-- start of PROVIDED DATA --

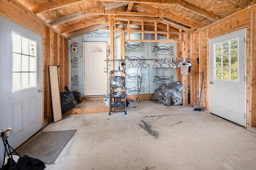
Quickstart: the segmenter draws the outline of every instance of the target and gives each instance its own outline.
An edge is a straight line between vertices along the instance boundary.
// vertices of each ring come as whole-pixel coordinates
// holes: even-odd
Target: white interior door
[[[245,125],[245,29],[210,40],[211,113]]]
[[[8,139],[16,148],[42,127],[42,94],[38,92],[41,88],[41,39],[1,17],[0,30],[2,40],[0,128],[12,128],[12,135]]]
[[[106,43],[84,42],[84,96],[107,92]]]

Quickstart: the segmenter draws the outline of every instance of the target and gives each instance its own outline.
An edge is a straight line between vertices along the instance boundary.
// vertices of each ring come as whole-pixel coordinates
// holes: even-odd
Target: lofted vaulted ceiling
[[[158,30],[192,31],[256,3],[256,0],[18,0],[68,37],[106,29],[109,17],[156,20]],[[131,23],[131,24],[133,24]],[[148,24],[148,25],[146,25]],[[146,23],[145,30],[154,29]]]

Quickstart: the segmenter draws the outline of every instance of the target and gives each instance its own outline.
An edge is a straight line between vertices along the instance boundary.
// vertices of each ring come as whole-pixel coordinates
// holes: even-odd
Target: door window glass
[[[102,49],[98,46],[93,45],[88,49],[88,53],[102,53]]]
[[[12,91],[36,87],[36,42],[14,32]]]
[[[214,79],[238,81],[238,39],[214,45]]]

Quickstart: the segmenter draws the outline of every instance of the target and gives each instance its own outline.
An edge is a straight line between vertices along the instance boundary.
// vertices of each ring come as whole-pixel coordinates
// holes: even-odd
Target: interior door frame
[[[84,61],[85,61],[85,49],[84,47],[84,45],[86,43],[105,43],[106,44],[106,49],[104,49],[104,50],[106,50],[106,54],[107,54],[107,42],[86,42],[86,41],[83,41],[83,44],[82,44],[82,47],[83,47],[83,97],[84,97],[86,96],[85,94],[85,86],[84,85],[85,84],[85,62],[84,62]],[[106,58],[104,59],[107,59],[107,56],[106,55]],[[107,65],[107,64],[106,65]],[[107,65],[106,65],[106,68],[107,68],[107,69],[106,70],[107,70]],[[107,79],[108,78],[108,74],[106,74],[106,75],[105,75]],[[106,84],[106,85],[107,85],[107,84]],[[107,88],[106,89],[106,94],[108,94],[108,88]]]
[[[41,87],[42,88],[42,89],[44,89],[44,74],[43,73],[44,73],[44,66],[43,66],[43,63],[44,63],[44,57],[43,57],[43,49],[44,48],[44,43],[43,43],[43,39],[42,38],[42,36],[41,34],[39,34],[38,33],[35,32],[34,31],[33,31],[32,30],[29,29],[28,28],[27,28],[25,27],[24,26],[22,26],[22,25],[18,24],[18,23],[16,22],[15,21],[13,21],[12,20],[10,20],[9,18],[6,18],[4,16],[2,16],[2,15],[0,15],[0,17],[2,17],[4,19],[5,19],[9,21],[10,21],[10,22],[12,22],[13,23],[19,26],[22,27],[22,28],[25,29],[26,30],[27,30],[28,31],[29,31],[37,35],[38,35],[38,36],[40,36],[40,38],[41,38]],[[2,38],[1,38],[2,39]],[[1,52],[1,51],[0,50],[0,52]],[[4,64],[3,63],[2,63],[2,64]],[[38,69],[38,67],[37,67],[37,67],[36,67],[36,69]],[[3,68],[3,67],[2,67],[2,68]],[[1,78],[1,79],[2,79],[2,75],[0,75],[0,78]],[[38,86],[38,85],[37,84],[37,86]],[[38,88],[38,87],[37,87],[36,88]],[[41,128],[43,127],[43,126],[44,126],[44,93],[43,92],[41,92],[41,115],[42,115],[42,118],[41,118]],[[1,102],[1,103],[2,103],[2,102]],[[1,104],[2,105],[2,104]],[[0,106],[1,106],[1,108],[2,108],[2,106],[1,105],[0,105]],[[0,128],[1,128],[1,127],[0,127]]]
[[[209,101],[208,103],[208,107],[209,107],[209,112],[210,113],[211,113],[211,97],[210,97],[210,88],[211,86],[210,84],[210,71],[211,71],[211,65],[210,65],[210,57],[211,57],[211,51],[210,48],[210,40],[212,39],[218,38],[219,37],[221,37],[222,36],[226,36],[230,34],[233,33],[234,32],[237,32],[238,31],[241,31],[242,30],[244,30],[244,37],[245,38],[245,41],[246,41],[246,43],[244,43],[244,76],[245,78],[246,81],[244,81],[244,114],[245,114],[245,119],[244,119],[244,127],[247,128],[247,125],[246,125],[246,121],[247,121],[247,113],[246,113],[246,109],[247,109],[247,105],[246,105],[246,98],[247,97],[247,93],[246,93],[246,88],[247,88],[247,81],[246,80],[247,79],[247,44],[246,43],[246,41],[247,40],[247,29],[248,26],[246,26],[245,27],[243,27],[242,28],[239,28],[235,30],[233,30],[233,31],[230,31],[228,32],[228,33],[226,33],[224,34],[222,34],[219,35],[218,36],[217,36],[216,37],[212,37],[210,38],[208,38],[208,48],[209,49],[209,53],[208,53],[208,56],[209,57],[208,57],[208,67],[207,67],[207,75],[209,75],[209,76],[208,76],[207,78],[207,87],[209,88],[208,93],[208,101]],[[223,118],[224,119],[225,118]]]

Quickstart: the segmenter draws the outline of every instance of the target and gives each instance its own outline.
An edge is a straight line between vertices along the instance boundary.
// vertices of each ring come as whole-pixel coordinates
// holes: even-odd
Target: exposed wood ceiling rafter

-- end of PROVIDED DATA --

(TASK REQUIREMENTS):
Rewrite all of the material above, putting "annotator" in place of each "segmenter" and keeping everything else the same. Leave the pictures out of your version.

(RESPONSE):
Quickstart: the annotator draws the outline of every instance of the target and gives each instance its own outline.
An edge is a straight line between vertices along the instance boundary.
// vertices of each ring come as whole-pixel coordinates
// holes: even-odd
Target: white interior door
[[[245,125],[245,29],[210,40],[211,113]]]
[[[8,139],[16,148],[42,127],[42,94],[38,92],[41,88],[41,39],[1,17],[0,30],[2,40],[0,128],[12,128],[12,135]]]
[[[106,43],[84,42],[84,96],[107,92]]]

Quickstart: the annotator draws the outline of every instance of the target and gives each instance its own outline.
An edge is a straight line between vertices along the instance boundary.
// vertices of each ring come as whole-pixel coordinates
// holes: even-odd
Target: lofted vaulted ceiling
[[[158,30],[192,31],[256,3],[256,0],[18,0],[68,37],[106,29],[109,17],[156,20]],[[131,23],[131,24],[133,24]],[[148,24],[148,25],[146,25]],[[146,23],[145,30],[154,29]]]

Quickstart: the annotator draws the outline of every instance of the target and gives each instance its own outline.
An edge is a straight line between vertices along the instance boundary.
// vertices of each ring come as whole-pixel coordinates
// holes: even-odd
Target: door window glass
[[[102,49],[98,46],[93,45],[88,49],[88,53],[102,53]]]
[[[12,91],[36,87],[36,42],[14,32]]]
[[[214,79],[238,81],[238,39],[214,45]]]

Quickstart: the annotator draws the outline of every instance of the target and gives each instance its own outline.
An edge is a straight line between vertices along the instance boundary.
// vertices of each ring come as whole-pixel coordinates
// holes: even-odd
Target: interior door frame
[[[84,61],[85,61],[85,49],[84,47],[84,45],[86,43],[105,43],[106,44],[106,49],[104,49],[104,50],[106,50],[106,54],[107,54],[107,42],[86,42],[86,41],[83,41],[83,44],[82,44],[82,47],[83,47],[83,97],[84,97],[86,96],[85,94],[85,86],[84,85],[85,84],[85,62],[84,62]],[[106,58],[104,59],[107,59],[107,56],[106,55]],[[107,65],[107,64],[106,65]],[[107,65],[106,65],[106,68],[107,68],[107,69],[106,70],[107,70]],[[107,79],[108,78],[108,74],[106,74],[106,75],[105,75]],[[106,84],[106,85],[107,85],[107,84]],[[107,88],[106,89],[106,94],[108,94],[108,88]]]
[[[41,87],[42,88],[42,89],[44,89],[44,74],[43,73],[44,73],[44,66],[43,66],[43,63],[44,63],[44,57],[43,57],[43,49],[44,48],[44,43],[43,43],[43,39],[42,38],[42,36],[41,34],[39,34],[38,33],[35,32],[34,31],[33,31],[32,30],[29,29],[28,28],[27,28],[25,27],[24,26],[22,26],[22,25],[18,24],[18,23],[16,22],[15,21],[13,21],[12,20],[10,20],[9,18],[6,18],[4,16],[2,16],[2,15],[0,15],[0,17],[2,17],[4,19],[5,19],[9,21],[10,21],[10,22],[12,22],[13,23],[19,26],[22,27],[22,28],[25,29],[26,30],[27,30],[28,31],[29,31],[37,35],[38,35],[38,36],[40,36],[40,38],[41,38]],[[2,38],[1,38],[2,39]],[[1,52],[1,51],[0,50],[0,52]],[[4,64],[3,63],[2,63],[2,64]],[[38,69],[38,67],[37,67],[37,67],[36,67],[36,69]],[[3,68],[3,67],[2,67],[2,68]],[[1,78],[1,79],[2,79],[2,75],[0,75],[0,78]],[[38,86],[38,85],[37,84],[37,86]],[[38,88],[38,87],[37,87],[36,88]],[[41,128],[43,127],[43,126],[44,126],[44,93],[43,92],[41,92],[41,115],[42,115],[42,118],[41,118]],[[1,102],[1,103],[2,103],[2,102]],[[1,104],[2,105],[2,104]],[[0,106],[1,106],[1,108],[2,108],[2,106],[1,105],[0,105]],[[0,128],[1,128],[1,127],[0,127]]]
[[[209,101],[208,103],[208,107],[209,107],[209,112],[210,113],[211,113],[211,97],[210,97],[210,88],[211,86],[210,84],[210,71],[211,71],[211,65],[210,65],[210,57],[211,57],[211,51],[210,48],[210,40],[212,39],[218,38],[219,37],[221,37],[222,36],[226,36],[230,34],[233,33],[234,32],[237,32],[238,31],[241,31],[242,30],[244,30],[244,37],[245,38],[245,41],[246,41],[246,43],[244,43],[244,76],[245,78],[246,81],[244,81],[244,114],[245,114],[245,119],[244,119],[244,127],[247,128],[247,125],[246,125],[246,121],[247,121],[247,113],[246,113],[246,109],[247,109],[247,105],[246,105],[246,98],[247,97],[247,93],[246,93],[246,88],[247,88],[247,81],[246,80],[247,79],[247,44],[246,43],[246,41],[247,40],[247,29],[248,26],[246,26],[245,27],[243,27],[242,28],[239,28],[235,30],[233,30],[233,31],[230,31],[228,32],[228,33],[226,33],[224,34],[222,34],[219,35],[218,36],[217,36],[216,37],[212,37],[210,38],[208,38],[208,48],[209,49],[209,53],[208,53],[208,56],[209,57],[208,57],[208,67],[207,67],[207,75],[209,75],[209,76],[208,76],[207,78],[207,87],[209,88],[208,93],[208,101]],[[223,118],[224,119],[225,118]]]

Quickstart: the annotator draws the outline of every instance of the target and gives each instance its own outline.
An edge is a straight line between vertices along the instance boundary.
// vertices of each ring come as whole-pixel coordinates
// holes: even-odd
Target: exposed wood ceiling rafter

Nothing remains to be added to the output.